> **Aufgaben**
a – Erklären Sie anhand des Textes über Stille und Einsamkeit, warum es der schreibenden Person über Jahre schwerfiel, länger als 10 oder 15 Minuten am Stück zu beten.
b – Wodurch wurden laut dem Text über Stille und Einsamkeit ab der Studienzeit die Lieder ersetzt?
c – Übertragen Sie aus dem Text über Stille und Einsamkeit den Abschnitt von "Schritte aus der" bis einschließlich "in meinem Kopf." wortgetreu.

Schritte aus der Eile (1): Stille und Einsamkeit

Seitdem ich ein Jugendlicher bin (vielleicht auch schon eher, aber daran kann ich mich bewusst erinnern), bin ich von einem konstanten äußerlichen und internen Geräuschpegel umgeben. Irgendwelche Musik lief bei mir immer im Hintergrund. Hausaufgaben gingen selbstverständlich mit Beschallung, lernen ab und zu auch. Einfach nur Stille wurde teilweise richtig beklemmend. Und wenn dann mal nichts lief, dann spielte das nächste Lied in meinem Kopf.
Ab meiner Studienzeit hat sich der Fokus dann etwas verschoben. Ich hab weniger Musik gehört. Das heißt aber nicht, dass ich deshalb mehr Ruhe gehabt hätte. Ich habe Lieder durch youtube-Videos und Podcasts ersetzt. Und wenn man nichts anhören konnte, dann habe ich gelesen. Viele Bücher, aber auch alle möglichen Internetartikel. Über viele Jahre hinweg war für mich Produktivität gleichbedeutend mit entweder etwas Interessantes konsumieren oder tun. Der Gedanke einfach nur ruhig dazusitzen und nichts zu tun, war mir echt fremd. Damit wird mir auch immer mehr klar, warum es mir über Jahre hinweg so schwer fiel, länger als 10 oder 15 Minuten am Stück zu beten. Es fühlte sich einfach so unglaublich unproduktiv an.

> **Vorliegende Einträge**
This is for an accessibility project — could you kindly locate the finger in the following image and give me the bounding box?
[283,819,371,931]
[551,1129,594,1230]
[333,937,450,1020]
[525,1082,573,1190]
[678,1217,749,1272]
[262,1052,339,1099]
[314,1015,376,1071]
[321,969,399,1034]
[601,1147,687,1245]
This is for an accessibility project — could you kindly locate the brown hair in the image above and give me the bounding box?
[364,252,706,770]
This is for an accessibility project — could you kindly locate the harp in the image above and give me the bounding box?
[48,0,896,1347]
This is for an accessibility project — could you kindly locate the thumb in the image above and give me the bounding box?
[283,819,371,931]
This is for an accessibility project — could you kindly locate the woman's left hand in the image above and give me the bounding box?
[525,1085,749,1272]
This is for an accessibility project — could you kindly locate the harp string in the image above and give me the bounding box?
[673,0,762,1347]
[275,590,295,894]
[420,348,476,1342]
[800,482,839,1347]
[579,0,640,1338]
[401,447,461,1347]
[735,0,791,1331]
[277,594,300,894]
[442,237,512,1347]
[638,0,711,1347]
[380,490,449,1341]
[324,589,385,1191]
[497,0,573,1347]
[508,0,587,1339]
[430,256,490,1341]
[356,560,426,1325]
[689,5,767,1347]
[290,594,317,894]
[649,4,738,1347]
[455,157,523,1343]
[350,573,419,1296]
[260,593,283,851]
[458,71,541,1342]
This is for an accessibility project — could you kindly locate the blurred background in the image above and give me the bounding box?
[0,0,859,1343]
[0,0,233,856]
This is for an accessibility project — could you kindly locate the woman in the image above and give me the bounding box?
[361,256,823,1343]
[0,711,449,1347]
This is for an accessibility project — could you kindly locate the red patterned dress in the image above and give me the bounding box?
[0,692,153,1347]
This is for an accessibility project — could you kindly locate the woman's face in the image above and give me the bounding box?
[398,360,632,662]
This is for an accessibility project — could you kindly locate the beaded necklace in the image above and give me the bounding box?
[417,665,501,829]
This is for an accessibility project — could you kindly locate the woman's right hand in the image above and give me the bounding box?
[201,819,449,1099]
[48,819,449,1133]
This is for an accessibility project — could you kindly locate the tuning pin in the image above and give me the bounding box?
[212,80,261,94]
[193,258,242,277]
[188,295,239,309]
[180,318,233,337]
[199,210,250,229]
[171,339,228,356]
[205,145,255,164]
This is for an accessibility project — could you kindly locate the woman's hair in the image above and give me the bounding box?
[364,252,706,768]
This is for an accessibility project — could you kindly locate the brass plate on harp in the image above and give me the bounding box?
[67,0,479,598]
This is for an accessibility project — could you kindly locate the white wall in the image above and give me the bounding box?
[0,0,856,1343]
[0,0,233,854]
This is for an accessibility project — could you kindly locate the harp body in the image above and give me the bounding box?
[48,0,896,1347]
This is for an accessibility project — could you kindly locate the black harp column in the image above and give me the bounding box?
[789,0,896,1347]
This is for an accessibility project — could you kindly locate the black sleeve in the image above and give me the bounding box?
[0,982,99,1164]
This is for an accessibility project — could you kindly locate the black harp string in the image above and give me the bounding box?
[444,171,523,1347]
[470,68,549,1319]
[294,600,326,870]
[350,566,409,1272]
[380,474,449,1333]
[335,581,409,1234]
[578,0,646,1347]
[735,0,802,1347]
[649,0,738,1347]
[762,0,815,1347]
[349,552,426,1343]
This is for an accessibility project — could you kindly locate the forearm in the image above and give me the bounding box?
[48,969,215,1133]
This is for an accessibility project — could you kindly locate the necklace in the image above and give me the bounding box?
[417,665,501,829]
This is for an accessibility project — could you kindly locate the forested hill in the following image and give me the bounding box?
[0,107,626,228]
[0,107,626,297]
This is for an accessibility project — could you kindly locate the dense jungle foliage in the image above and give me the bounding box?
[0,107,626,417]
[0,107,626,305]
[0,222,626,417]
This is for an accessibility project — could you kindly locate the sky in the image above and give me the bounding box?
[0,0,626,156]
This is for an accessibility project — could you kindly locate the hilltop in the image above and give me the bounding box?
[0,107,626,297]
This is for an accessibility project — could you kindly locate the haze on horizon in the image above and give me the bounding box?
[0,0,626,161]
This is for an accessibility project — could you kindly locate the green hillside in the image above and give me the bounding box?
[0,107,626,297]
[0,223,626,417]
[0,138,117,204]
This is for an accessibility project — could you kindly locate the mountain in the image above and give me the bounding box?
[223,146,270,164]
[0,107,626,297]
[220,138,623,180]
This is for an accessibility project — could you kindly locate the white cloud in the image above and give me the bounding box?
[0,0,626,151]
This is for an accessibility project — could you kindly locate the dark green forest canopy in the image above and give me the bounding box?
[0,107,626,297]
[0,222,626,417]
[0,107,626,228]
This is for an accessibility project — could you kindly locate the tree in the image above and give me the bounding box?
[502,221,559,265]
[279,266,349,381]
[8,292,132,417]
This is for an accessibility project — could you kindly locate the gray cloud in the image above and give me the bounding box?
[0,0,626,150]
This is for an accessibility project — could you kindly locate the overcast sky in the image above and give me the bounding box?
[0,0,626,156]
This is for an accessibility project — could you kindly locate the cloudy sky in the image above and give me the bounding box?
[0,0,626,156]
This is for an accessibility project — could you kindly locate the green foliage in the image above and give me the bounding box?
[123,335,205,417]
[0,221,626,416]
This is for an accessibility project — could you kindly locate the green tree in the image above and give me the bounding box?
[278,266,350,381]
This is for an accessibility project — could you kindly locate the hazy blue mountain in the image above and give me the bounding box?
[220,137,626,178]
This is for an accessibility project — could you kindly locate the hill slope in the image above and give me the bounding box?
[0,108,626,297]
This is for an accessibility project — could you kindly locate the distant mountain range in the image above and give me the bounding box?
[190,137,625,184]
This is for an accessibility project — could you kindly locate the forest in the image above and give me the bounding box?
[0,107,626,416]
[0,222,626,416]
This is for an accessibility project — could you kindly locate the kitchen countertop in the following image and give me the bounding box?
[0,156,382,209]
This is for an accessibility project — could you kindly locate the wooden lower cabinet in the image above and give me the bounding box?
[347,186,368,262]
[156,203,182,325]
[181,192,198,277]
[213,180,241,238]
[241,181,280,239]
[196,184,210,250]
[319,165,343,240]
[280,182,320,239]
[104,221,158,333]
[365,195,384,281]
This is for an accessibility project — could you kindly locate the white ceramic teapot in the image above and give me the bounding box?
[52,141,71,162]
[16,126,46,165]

> **Antworten nach Nummern**
a – Über viele Jahre bedeutete Produktivität für die schreibende Person, entweder etwas Interessantes zu konsumieren oder etwas zu tun. Einfach nur ruhig dazusitzen und nichts zu tun, war ihr fremd. Deshalb fühlte sich längeres Beten unglaublich unproduktiv an.

b – Durch YouTube-Videos und Podcasts.

c –
Schritte aus der Eile (1): Stille und Einsamkeit

Seitdem ich ein Jugendlicher bin (vielleicht auch schon eher, aber daran kann ich mich bewusst erinnern), bin ich von einem konstanten äußerlichen und internen Geräuschpegel umgeben. Irgendwelche Musik lief bei mir immer im Hintergrund. Hausaufgaben gingen selbstverständlich mit Beschallung, lernen ab und zu auch. Einfach nur Stille wurde teilweise richtig beklemmend. Und wenn dann mal nichts lief, dann spielte das nächste Lied in meinem Kopf.